Please work out how many lines in the material contain "panel" and give only that figure.

___ Material to process

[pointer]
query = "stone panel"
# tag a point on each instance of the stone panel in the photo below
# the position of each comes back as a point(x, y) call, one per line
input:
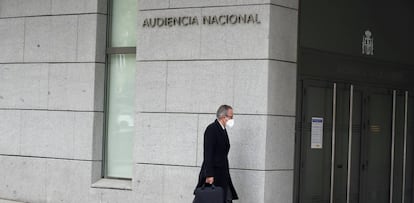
point(121, 196)
point(172, 184)
point(166, 139)
point(249, 185)
point(16, 8)
point(38, 39)
point(68, 180)
point(23, 86)
point(238, 41)
point(279, 186)
point(24, 180)
point(91, 42)
point(10, 132)
point(248, 142)
point(76, 87)
point(282, 88)
point(12, 35)
point(283, 33)
point(151, 86)
point(199, 86)
point(78, 6)
point(88, 136)
point(63, 38)
point(47, 134)
point(60, 134)
point(280, 143)
point(251, 87)
point(51, 39)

______

Your solution
2